Document segment:
# # # # # # #
Dismiss Notice
We are making some updates and reconfigurations to our server. Apologies for any downtime or slow forum loading now or within the next week or so. Thanks!

Classical Corner Classical Music Corner (thread #49)

Discussion in 'Music Corner' started by George P, Aug 7, 2013.

Thread Status:
Not open for further replies.
  1. John S

    John S Forum Resident

    Location:
    Columbus, OH
    Literally pedal to the metal in the first movement. Even speed demon Gulda doesn't take it that fast.
     
  2. mkolesa

    mkolesa Forum Resident

    her rachmaninov concert cycle was discussed some time back... if you google it, you can find some interesting copy on the recording. i heard some of it via youtube and was quite impressed, but never got around to buying the set. no idea how she is with other material though!
     
  3. George P

    George P Notable Member Thread Starter

    Location:
    NYC
    Ironically, Gulda takes the first movement of the Moonlight very slow (in the Amadeo/Brilliant set anyway.)

    But yeah, I know what you mean.
# # # # # # #
What to work on:
(1) In the classical music forum thread, how does George P say Gulda plays the first movement of the Moonlight?
(2) Carry on the classical music forum thread from its final post.

Given data:
# # # # # # #
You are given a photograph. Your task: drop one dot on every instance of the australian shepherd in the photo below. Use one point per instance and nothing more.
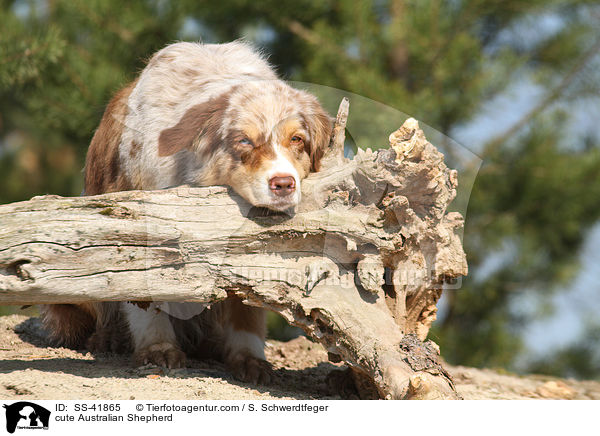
# # # # # # #
Answers to the exercise:
(1) Very slow, at least in the Amadeo/Brilliant set.

(2)
  4. john greenwood

    john greenwood Senior Member

    Location:
    NYC
  5. john greenwood

    john greenwood Senior Member

    Location:
    NYC
    Anyone interested in why should listen to his lecture.
     
  6. jukes

    jukes Forum Resident

    Location:
    Southern Finland
    A question: what are your "accidental favourites"? And: what noteworthy there is with them, or what funny (or somesuch) accident is related to them?

    By "accidental favourites" I mean such recordings you got in a sense by accident: picked up from a bargain bins or found at the clearance sale, or your decided to test a record a critic has praised. The point is that the record haven't been on your wish-list (the records that you more or less systematically try to get for whatever reasons): you rather just have stumbled upon them.

    My "accidental favourites" include (few examples):

    Anne-Sophie Mutter playing violin concerto of P. I. Tchaikovsky: I've dismissed the concerto as all-too romantic, as hopelessly syrupy. But I bought the record because it was a SACD and because she's a first-class player. The band was also acceptable. ;) And the rendition was sooo romantic (and lush and mellow) that it was just impossible to dismiss it... :)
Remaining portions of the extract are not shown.